*RECORDS FOR THIS EXERCISE*.
########

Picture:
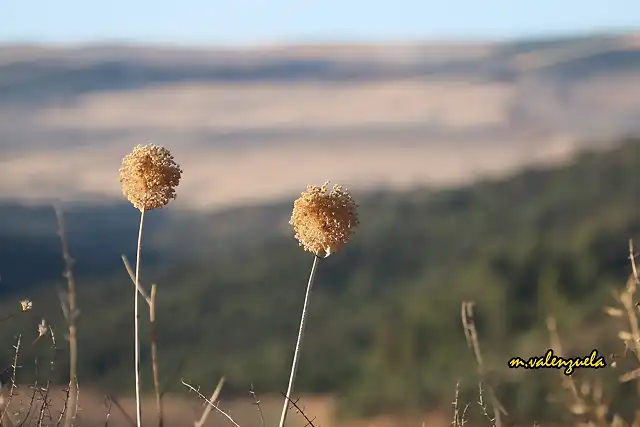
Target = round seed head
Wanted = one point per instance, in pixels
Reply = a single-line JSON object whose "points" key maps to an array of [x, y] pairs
{"points": [[323, 220], [149, 177]]}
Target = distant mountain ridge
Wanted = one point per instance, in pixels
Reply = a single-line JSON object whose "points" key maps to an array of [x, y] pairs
{"points": [[54, 73], [411, 114]]}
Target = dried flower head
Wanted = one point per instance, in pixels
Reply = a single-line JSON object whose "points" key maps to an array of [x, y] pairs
{"points": [[26, 305], [42, 328], [149, 176], [324, 220]]}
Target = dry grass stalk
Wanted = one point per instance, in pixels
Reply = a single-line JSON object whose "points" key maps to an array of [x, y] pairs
{"points": [[149, 177], [471, 336], [211, 403], [151, 302], [70, 311], [323, 221]]}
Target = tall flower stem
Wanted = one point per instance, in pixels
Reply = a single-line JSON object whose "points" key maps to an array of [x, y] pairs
{"points": [[296, 354], [137, 323]]}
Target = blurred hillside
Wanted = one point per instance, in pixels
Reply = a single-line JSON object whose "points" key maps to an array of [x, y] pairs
{"points": [[384, 333], [437, 114]]}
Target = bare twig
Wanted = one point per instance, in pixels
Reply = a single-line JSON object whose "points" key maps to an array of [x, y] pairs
{"points": [[300, 411], [136, 325], [211, 402], [132, 275], [126, 416], [71, 314], [296, 354], [108, 403], [154, 354], [459, 417], [12, 389], [257, 403]]}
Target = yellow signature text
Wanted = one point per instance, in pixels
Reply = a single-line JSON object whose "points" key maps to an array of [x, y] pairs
{"points": [[550, 360]]}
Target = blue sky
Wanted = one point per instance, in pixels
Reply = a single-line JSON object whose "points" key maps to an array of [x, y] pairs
{"points": [[225, 22]]}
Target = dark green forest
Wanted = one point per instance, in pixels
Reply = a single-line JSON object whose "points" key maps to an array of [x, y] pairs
{"points": [[384, 331]]}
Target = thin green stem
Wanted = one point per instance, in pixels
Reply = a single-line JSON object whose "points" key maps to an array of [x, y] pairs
{"points": [[296, 354], [137, 324]]}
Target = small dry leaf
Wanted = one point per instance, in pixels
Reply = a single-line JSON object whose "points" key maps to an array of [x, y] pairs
{"points": [[625, 336], [617, 421], [585, 388], [578, 408], [614, 312], [42, 328], [601, 411]]}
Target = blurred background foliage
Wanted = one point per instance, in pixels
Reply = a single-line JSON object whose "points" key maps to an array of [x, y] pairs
{"points": [[384, 332]]}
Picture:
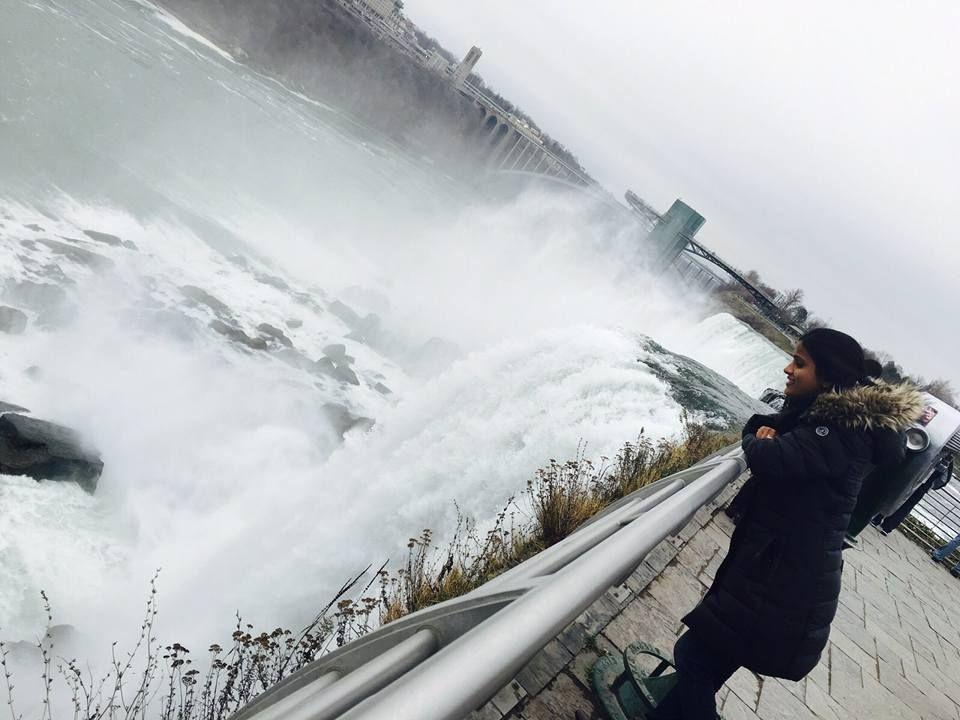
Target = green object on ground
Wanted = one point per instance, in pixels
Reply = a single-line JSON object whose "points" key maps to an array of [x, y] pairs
{"points": [[628, 692], [879, 488]]}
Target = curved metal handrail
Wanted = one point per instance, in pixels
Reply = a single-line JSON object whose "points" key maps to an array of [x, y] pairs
{"points": [[401, 669]]}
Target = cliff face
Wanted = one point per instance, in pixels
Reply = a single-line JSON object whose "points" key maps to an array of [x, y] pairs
{"points": [[318, 47]]}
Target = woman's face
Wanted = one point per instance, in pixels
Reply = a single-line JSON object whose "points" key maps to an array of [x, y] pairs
{"points": [[801, 375]]}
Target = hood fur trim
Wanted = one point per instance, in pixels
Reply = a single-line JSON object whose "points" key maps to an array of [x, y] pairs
{"points": [[870, 407]]}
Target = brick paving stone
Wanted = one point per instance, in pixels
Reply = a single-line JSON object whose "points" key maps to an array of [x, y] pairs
{"points": [[661, 555], [508, 697], [697, 553], [867, 663], [719, 537], [582, 664], [879, 703], [677, 590], [641, 577], [745, 685], [734, 708], [821, 704], [644, 619], [543, 667], [846, 677], [564, 698], [723, 523], [936, 705], [778, 703], [486, 712], [926, 673], [894, 649]]}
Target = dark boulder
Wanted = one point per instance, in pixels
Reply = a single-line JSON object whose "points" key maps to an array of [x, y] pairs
{"points": [[238, 335], [12, 321], [109, 239], [47, 300], [295, 358], [78, 254], [6, 407], [46, 451], [272, 281], [199, 296], [336, 352], [34, 295], [345, 374], [274, 333], [343, 421]]}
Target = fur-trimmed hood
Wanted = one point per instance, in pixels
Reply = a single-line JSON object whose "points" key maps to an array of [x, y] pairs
{"points": [[880, 406]]}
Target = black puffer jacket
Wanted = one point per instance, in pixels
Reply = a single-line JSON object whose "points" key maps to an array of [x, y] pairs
{"points": [[776, 592]]}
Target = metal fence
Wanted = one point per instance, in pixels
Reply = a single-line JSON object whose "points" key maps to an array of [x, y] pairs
{"points": [[445, 661], [937, 518]]}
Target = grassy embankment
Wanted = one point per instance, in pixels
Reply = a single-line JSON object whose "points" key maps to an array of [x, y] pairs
{"points": [[729, 301], [160, 681]]}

########

*WHAT YOU WILL DO*.
Repeat the records in full, exactly as they appear, without the pictures.

*EXERCISE RESULT*.
Picture:
Target = round seed head
Wanted = one point per instance, in pixels
Reply = a single-line JSON object whose "points" key maps to an array of [x, y] pairs
{"points": [[323, 220], [149, 177]]}
Target = distant mountain ridge
Wanted = one point per instance, in pixels
Reply = a single-line JSON object whose "points" key maps to an array of [x, y] pairs
{"points": [[54, 73], [411, 114]]}
Target = dried flower head
Wanted = one point per instance, in pixels
Reply = a single-line JSON object whose "points" key maps to an array of [x, y] pairs
{"points": [[26, 305], [42, 328], [149, 176], [324, 220]]}
Target = dry grass stalk
Wanted = one point per instance, in pixels
Reply = a single-line JSON object whose "points" key maps to an array of [x, y] pairs
{"points": [[149, 177], [471, 336], [211, 403], [151, 302], [70, 311], [323, 221]]}
Target = tall flower stem
Wanted = one point per instance, in pixels
Reply = a single-line JSON object whose "points" key maps to an array of [x, y] pairs
{"points": [[296, 354], [137, 323]]}
Target = blurred hillside
Wanted = one point per instance, in pixels
Reply = a single-line JSON object whose "points" key maps to an array of [x, y] pairs
{"points": [[384, 333], [437, 114]]}
Target = bare twig
Wanted = one point per instance, in pixels
Reply = a single-line JSON object whose "points" key maps to an array of [x, y] pairs
{"points": [[300, 411], [136, 325], [211, 402], [132, 275], [126, 416], [71, 314], [296, 354], [108, 403], [154, 354], [459, 417], [12, 389], [257, 403]]}
Target = yellow signature text
Wanted = one point per instance, in pixels
Reply = a single-line JSON object whose "points" key maps to an array of [x, y] pairs
{"points": [[550, 360]]}
Target = blue sky
Wanted = one point per instance, in pixels
Reply = a single-line JSON object whose "points" key maps to an array of [x, y] pairs
{"points": [[225, 22]]}
Target = dark green forest
Wanted = one point per instance, in pixels
Reply = a single-line JSON object whose "points" key maps to an array of [x, y] pairs
{"points": [[384, 331]]}
Target = thin green stem
Wanted = one point per instance, in pixels
Reply = a single-line JSON object whose "points" key maps to an array of [x, y] pairs
{"points": [[296, 354], [137, 324]]}
Target = small dry leaf
Wanted = one point per instance, in pixels
Reply = a single-line JSON object whose "points" key maps to an array of [x, y] pairs
{"points": [[625, 336], [617, 421], [585, 388], [578, 408], [614, 312], [42, 328], [601, 411]]}
Target = blurred background foliage
Wanted = one point per instance, in pixels
Reply = a single-line JSON object whose "points" key maps to an array of [x, y] pairs
{"points": [[384, 332]]}
Picture:
Target = green object on ground
Wanted = one point per instance, in pixels
Reply = a single-line JSON object whose "points" key maps to an array of [x, y] pairs
{"points": [[628, 692], [879, 488]]}
Target = curved metal handrail
Wanted = one point per instance, in pixels
Reply = a single-line JSON object whose "points" key maps to an array of [x, y] pairs
{"points": [[401, 669]]}
Target = cliff face
Wanted = one point per instance, in pixels
Reply = a single-line JSON object whose "points" key maps to an array of [x, y] pairs
{"points": [[318, 47]]}
Target = woman's face
Wanted = one point per instance, in pixels
Reply = a single-line JSON object whose "points" key maps to an array of [x, y] pairs
{"points": [[801, 375]]}
Target = hood fur trim
Wanted = one point per instance, in pixels
Reply = a single-line JSON object whose "points" key maps to an array of [x, y] pairs
{"points": [[870, 407]]}
Target = brick paving stone
Wanted = one point per instance, in pixels
Reply = a single-line JSON object whose "points" key maps to an array of [x, y] pairs
{"points": [[661, 555], [508, 697], [697, 553], [867, 663], [719, 537], [582, 664], [879, 703], [677, 590], [641, 577], [745, 685], [734, 708], [821, 704], [644, 619], [543, 667], [846, 677], [564, 698], [723, 523], [936, 705], [778, 703], [486, 712], [926, 673], [894, 649]]}
Target = dark boulder
Wanted = one point per instance, in pixels
Reply = a single-line JSON object whose "points" key maps to an array of [x, y] pairs
{"points": [[238, 335], [12, 321], [109, 239], [47, 300], [295, 358], [78, 254], [6, 407], [46, 451], [272, 281], [199, 296], [336, 352], [34, 295], [345, 374], [274, 333], [343, 421]]}
Target = fur-trimmed hood
Wanted = one point per instance, in pixels
Reply = a single-line JSON object whose "points" key maps to an array of [x, y] pairs
{"points": [[880, 406]]}
Target = black puffer jacket
Wanted = one point per instance, in pixels
Reply = a single-line JSON object whose "points" key maps to an array of [x, y] pairs
{"points": [[776, 592]]}
Target = metal fence
Wanted = one point per instance, in pixels
Reply = a single-line JSON object whose "points" key maps to an array of [x, y] pairs
{"points": [[445, 661], [937, 518]]}
Target = grassy embankment
Wanted = one point per instance, in pixels
Reply = a single-line JSON object whose "points" key maps to an array of [x, y] pairs
{"points": [[729, 301], [160, 681]]}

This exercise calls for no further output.